» Source data:
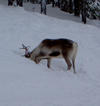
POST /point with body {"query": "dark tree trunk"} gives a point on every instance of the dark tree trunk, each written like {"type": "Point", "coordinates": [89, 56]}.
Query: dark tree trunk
{"type": "Point", "coordinates": [83, 11]}
{"type": "Point", "coordinates": [19, 3]}
{"type": "Point", "coordinates": [10, 2]}
{"type": "Point", "coordinates": [70, 6]}
{"type": "Point", "coordinates": [77, 7]}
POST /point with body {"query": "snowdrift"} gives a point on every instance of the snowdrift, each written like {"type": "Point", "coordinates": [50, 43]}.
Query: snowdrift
{"type": "Point", "coordinates": [24, 83]}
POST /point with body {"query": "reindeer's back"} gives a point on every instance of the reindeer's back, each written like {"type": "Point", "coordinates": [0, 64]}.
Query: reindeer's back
{"type": "Point", "coordinates": [58, 42]}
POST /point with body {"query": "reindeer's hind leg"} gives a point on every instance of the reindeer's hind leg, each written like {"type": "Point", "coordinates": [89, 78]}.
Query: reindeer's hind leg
{"type": "Point", "coordinates": [48, 62]}
{"type": "Point", "coordinates": [67, 60]}
{"type": "Point", "coordinates": [73, 61]}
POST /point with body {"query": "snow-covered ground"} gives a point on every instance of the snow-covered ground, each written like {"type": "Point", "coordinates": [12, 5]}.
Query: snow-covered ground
{"type": "Point", "coordinates": [24, 83]}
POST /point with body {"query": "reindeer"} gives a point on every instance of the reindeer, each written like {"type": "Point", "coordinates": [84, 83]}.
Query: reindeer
{"type": "Point", "coordinates": [54, 48]}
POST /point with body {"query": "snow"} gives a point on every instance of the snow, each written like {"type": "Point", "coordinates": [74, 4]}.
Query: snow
{"type": "Point", "coordinates": [24, 83]}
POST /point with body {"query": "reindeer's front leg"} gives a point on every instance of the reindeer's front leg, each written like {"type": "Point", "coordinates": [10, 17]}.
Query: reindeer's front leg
{"type": "Point", "coordinates": [48, 62]}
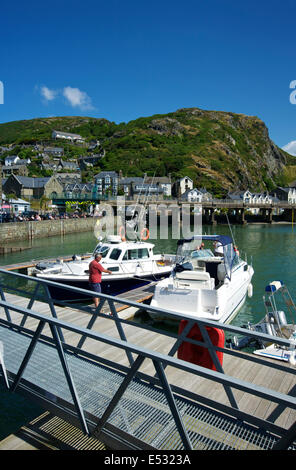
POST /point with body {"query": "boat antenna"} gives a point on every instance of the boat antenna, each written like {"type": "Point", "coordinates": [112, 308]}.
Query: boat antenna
{"type": "Point", "coordinates": [230, 229]}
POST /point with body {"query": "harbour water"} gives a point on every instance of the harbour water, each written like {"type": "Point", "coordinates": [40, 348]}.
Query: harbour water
{"type": "Point", "coordinates": [270, 249]}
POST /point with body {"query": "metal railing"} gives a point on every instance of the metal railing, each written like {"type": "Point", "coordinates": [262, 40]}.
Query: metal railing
{"type": "Point", "coordinates": [135, 355]}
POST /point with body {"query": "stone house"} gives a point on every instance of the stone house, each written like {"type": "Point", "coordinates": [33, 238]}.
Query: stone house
{"type": "Point", "coordinates": [67, 136]}
{"type": "Point", "coordinates": [32, 188]}
{"type": "Point", "coordinates": [20, 169]}
{"type": "Point", "coordinates": [163, 182]}
{"type": "Point", "coordinates": [182, 185]}
{"type": "Point", "coordinates": [107, 181]}
{"type": "Point", "coordinates": [287, 194]}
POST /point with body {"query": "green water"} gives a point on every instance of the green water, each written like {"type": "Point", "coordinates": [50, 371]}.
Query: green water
{"type": "Point", "coordinates": [270, 248]}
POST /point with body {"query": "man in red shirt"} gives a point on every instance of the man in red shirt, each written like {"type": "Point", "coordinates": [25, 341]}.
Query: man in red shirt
{"type": "Point", "coordinates": [95, 276]}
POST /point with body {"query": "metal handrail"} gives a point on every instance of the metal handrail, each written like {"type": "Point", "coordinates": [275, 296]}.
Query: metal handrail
{"type": "Point", "coordinates": [161, 361]}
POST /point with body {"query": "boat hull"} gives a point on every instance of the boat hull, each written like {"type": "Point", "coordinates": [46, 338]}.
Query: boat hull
{"type": "Point", "coordinates": [225, 302]}
{"type": "Point", "coordinates": [114, 287]}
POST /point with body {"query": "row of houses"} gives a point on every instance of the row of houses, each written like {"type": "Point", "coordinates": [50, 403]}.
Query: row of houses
{"type": "Point", "coordinates": [112, 183]}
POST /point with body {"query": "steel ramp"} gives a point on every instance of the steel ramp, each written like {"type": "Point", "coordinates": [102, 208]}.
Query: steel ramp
{"type": "Point", "coordinates": [142, 416]}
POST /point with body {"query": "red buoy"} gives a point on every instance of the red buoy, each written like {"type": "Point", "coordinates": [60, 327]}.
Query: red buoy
{"type": "Point", "coordinates": [198, 354]}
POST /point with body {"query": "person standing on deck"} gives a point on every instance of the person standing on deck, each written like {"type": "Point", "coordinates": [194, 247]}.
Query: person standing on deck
{"type": "Point", "coordinates": [95, 276]}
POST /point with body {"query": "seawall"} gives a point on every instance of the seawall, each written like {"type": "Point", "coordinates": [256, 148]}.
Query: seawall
{"type": "Point", "coordinates": [10, 232]}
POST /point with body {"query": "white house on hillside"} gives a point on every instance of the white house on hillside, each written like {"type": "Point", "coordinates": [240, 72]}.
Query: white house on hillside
{"type": "Point", "coordinates": [182, 185]}
{"type": "Point", "coordinates": [196, 195]}
{"type": "Point", "coordinates": [67, 136]}
{"type": "Point", "coordinates": [286, 194]}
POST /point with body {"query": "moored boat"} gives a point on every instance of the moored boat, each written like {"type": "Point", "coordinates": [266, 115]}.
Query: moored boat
{"type": "Point", "coordinates": [133, 263]}
{"type": "Point", "coordinates": [276, 322]}
{"type": "Point", "coordinates": [205, 284]}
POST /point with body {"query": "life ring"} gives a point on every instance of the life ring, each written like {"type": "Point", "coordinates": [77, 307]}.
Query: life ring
{"type": "Point", "coordinates": [145, 231]}
{"type": "Point", "coordinates": [122, 233]}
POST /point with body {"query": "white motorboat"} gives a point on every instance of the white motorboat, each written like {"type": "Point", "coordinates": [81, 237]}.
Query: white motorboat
{"type": "Point", "coordinates": [275, 322]}
{"type": "Point", "coordinates": [204, 284]}
{"type": "Point", "coordinates": [132, 263]}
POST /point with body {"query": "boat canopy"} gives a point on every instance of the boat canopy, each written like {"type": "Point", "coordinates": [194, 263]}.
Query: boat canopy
{"type": "Point", "coordinates": [187, 245]}
{"type": "Point", "coordinates": [223, 239]}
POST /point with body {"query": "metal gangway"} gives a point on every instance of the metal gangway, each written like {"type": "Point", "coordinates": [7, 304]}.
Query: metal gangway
{"type": "Point", "coordinates": [138, 397]}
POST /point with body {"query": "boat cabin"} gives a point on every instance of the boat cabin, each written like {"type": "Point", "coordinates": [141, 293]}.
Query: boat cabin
{"type": "Point", "coordinates": [117, 250]}
{"type": "Point", "coordinates": [206, 266]}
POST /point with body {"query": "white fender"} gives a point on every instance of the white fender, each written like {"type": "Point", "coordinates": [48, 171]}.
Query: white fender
{"type": "Point", "coordinates": [250, 290]}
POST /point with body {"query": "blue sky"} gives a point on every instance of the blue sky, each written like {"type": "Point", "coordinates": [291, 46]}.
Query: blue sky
{"type": "Point", "coordinates": [123, 60]}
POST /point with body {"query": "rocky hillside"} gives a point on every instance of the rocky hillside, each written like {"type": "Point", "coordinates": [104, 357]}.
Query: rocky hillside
{"type": "Point", "coordinates": [218, 150]}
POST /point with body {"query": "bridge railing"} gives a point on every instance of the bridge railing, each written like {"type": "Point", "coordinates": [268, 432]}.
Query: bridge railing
{"type": "Point", "coordinates": [135, 354]}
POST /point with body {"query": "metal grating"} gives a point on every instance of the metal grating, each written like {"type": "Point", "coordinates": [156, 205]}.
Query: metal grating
{"type": "Point", "coordinates": [142, 412]}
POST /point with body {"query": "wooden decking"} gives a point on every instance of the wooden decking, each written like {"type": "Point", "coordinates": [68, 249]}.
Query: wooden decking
{"type": "Point", "coordinates": [242, 369]}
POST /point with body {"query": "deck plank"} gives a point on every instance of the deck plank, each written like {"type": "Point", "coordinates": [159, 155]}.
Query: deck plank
{"type": "Point", "coordinates": [244, 370]}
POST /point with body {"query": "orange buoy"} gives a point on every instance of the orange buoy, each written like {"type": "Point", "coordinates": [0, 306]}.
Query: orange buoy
{"type": "Point", "coordinates": [198, 354]}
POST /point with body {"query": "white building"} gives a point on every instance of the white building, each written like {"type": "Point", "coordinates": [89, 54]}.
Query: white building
{"type": "Point", "coordinates": [11, 160]}
{"type": "Point", "coordinates": [18, 206]}
{"type": "Point", "coordinates": [67, 136]}
{"type": "Point", "coordinates": [192, 195]}
{"type": "Point", "coordinates": [286, 194]}
{"type": "Point", "coordinates": [183, 185]}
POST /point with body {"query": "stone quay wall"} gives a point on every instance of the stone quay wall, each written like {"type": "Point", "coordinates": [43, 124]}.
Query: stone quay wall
{"type": "Point", "coordinates": [10, 232]}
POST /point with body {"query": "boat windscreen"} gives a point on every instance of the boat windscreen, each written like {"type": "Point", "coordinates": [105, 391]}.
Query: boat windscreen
{"type": "Point", "coordinates": [102, 250]}
{"type": "Point", "coordinates": [185, 250]}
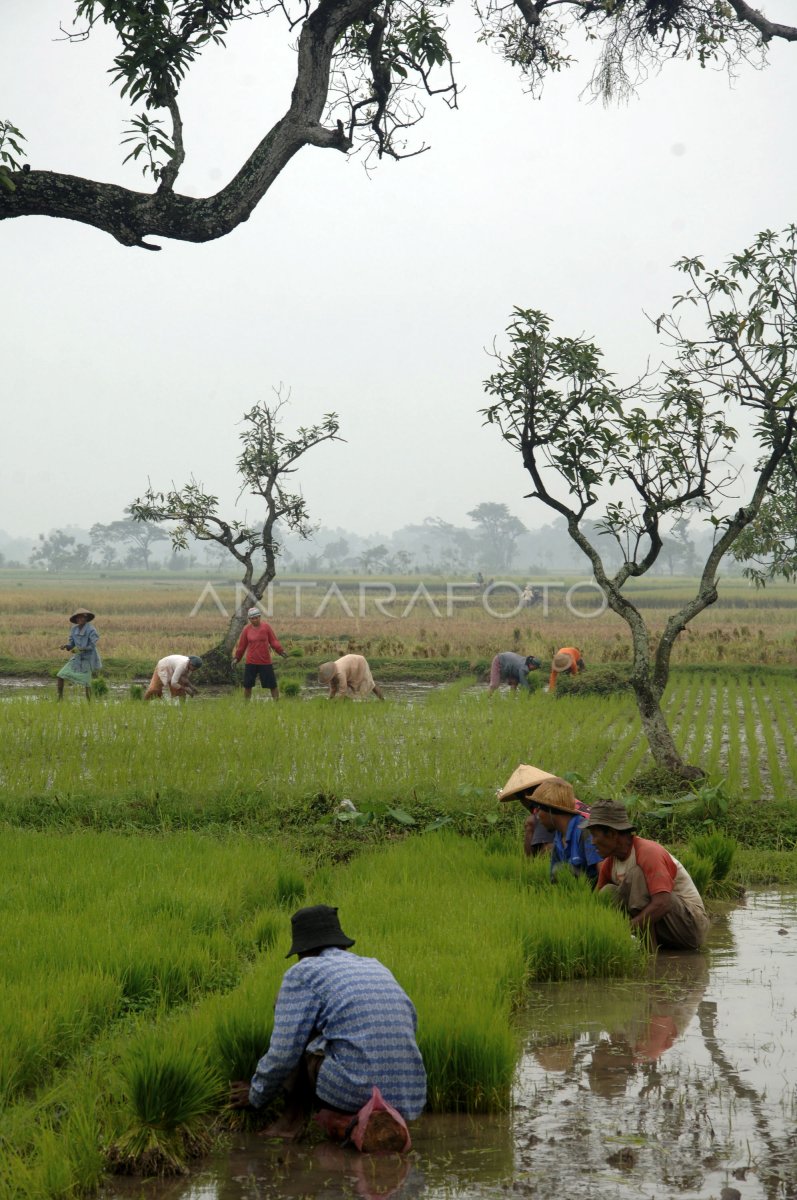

» How to complete this task: The lines to extract from the data above begin with the line containing "Query: white house on hillside" and end with the line containing "metal gangway, each". Extract them exactly, including both.

» Reply:
Query: white house on hillside
{"type": "Point", "coordinates": [182, 185]}
{"type": "Point", "coordinates": [196, 195]}
{"type": "Point", "coordinates": [67, 136]}
{"type": "Point", "coordinates": [286, 194]}
POST /point with body {"query": "moored boat"} gives a point on every instance of the moored boat, each written like {"type": "Point", "coordinates": [266, 115]}.
Query: moored boat
{"type": "Point", "coordinates": [133, 263]}
{"type": "Point", "coordinates": [276, 322]}
{"type": "Point", "coordinates": [205, 284]}
POST /point with body {"query": "life ring"} gives a point on every instance of the life ring, each written like {"type": "Point", "coordinates": [77, 307]}.
Query: life ring
{"type": "Point", "coordinates": [145, 231]}
{"type": "Point", "coordinates": [122, 233]}
POST /point with body {"query": "white motorboat"} gives a point on every instance of the white motorboat, each written like {"type": "Point", "coordinates": [81, 237]}.
Query: white motorboat
{"type": "Point", "coordinates": [275, 322]}
{"type": "Point", "coordinates": [204, 284]}
{"type": "Point", "coordinates": [132, 263]}
POST /point with body {"query": "boat canopy"} gives a point on every instance of the boat canopy, each written like {"type": "Point", "coordinates": [194, 263]}.
Query: boat canopy
{"type": "Point", "coordinates": [187, 245]}
{"type": "Point", "coordinates": [223, 239]}
POST /point with body {"query": "metal gangway"} gives a point on every instance of the metal gangway, each written like {"type": "Point", "coordinates": [7, 304]}.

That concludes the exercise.